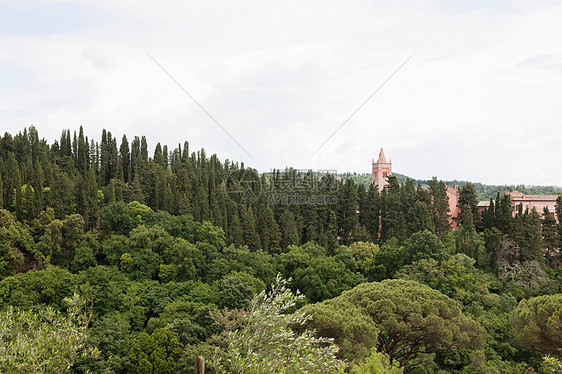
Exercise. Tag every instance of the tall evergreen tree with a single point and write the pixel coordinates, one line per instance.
(440, 202)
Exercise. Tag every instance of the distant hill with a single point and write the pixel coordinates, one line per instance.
(484, 191)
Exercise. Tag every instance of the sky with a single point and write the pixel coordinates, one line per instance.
(467, 90)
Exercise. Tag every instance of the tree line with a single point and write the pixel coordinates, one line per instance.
(171, 249)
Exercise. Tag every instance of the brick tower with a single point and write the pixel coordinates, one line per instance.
(381, 170)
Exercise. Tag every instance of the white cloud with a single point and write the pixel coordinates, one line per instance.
(479, 100)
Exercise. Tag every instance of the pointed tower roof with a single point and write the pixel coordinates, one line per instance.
(382, 159)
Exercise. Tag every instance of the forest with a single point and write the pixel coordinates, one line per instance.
(114, 259)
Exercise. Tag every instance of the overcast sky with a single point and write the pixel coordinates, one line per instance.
(480, 100)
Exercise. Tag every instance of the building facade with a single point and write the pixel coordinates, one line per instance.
(381, 171)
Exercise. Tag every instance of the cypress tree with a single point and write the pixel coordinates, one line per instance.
(551, 238)
(248, 219)
(289, 230)
(235, 234)
(125, 155)
(438, 191)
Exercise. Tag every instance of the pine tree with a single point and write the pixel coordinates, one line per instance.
(235, 234)
(125, 156)
(440, 201)
(268, 230)
(251, 237)
(289, 230)
(551, 238)
(467, 199)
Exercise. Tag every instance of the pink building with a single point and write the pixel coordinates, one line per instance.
(539, 202)
(381, 170)
(454, 210)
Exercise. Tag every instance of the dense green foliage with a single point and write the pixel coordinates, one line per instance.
^^^^^^^^
From the "Exercise. Tag every instance of the brick" line to the close of the listing, restate each line word for word.

Exercise. Tag every instance of the brick tower with a single point and write the pixel coordinates, one line per instance.
(381, 170)
Exercise. Tag every instance of the white cloud with a single point and write the pixel coordinates, one line per instance.
(479, 100)
Exercise. Tag every instance of the pointed tower roof with a single point and write the pixel coordinates, one line per instance.
(382, 159)
Exercise. Tag every instance of the forest with a single point and write the pixel coordinates, one line per instance.
(114, 259)
Exercise. Tag every instance of the overcast sky with a single point and write the pixel coordinates, one line per instance.
(480, 100)
Exercise. Tag every instance of the building facade with a single point and write the pixel coordinates, one line per instance.
(381, 171)
Exercise. Tag every instance of the cypress tree with a single point and write the pixel coordinates, one line per instance.
(551, 238)
(248, 219)
(289, 230)
(235, 234)
(125, 155)
(438, 191)
Exercise. Tag every instance of the pine tree with a single point and write the pixel coordinates, one line per instance.
(235, 234)
(125, 156)
(440, 201)
(268, 230)
(251, 237)
(289, 230)
(551, 238)
(467, 199)
Exercise. Tag every instance of the pink building with a single point and write the pixel coordinates, one line per instance.
(539, 202)
(381, 170)
(454, 210)
Exercise. Tag every instance of the dense green foliage with a single point and write the pixel coordinates, one line per instance.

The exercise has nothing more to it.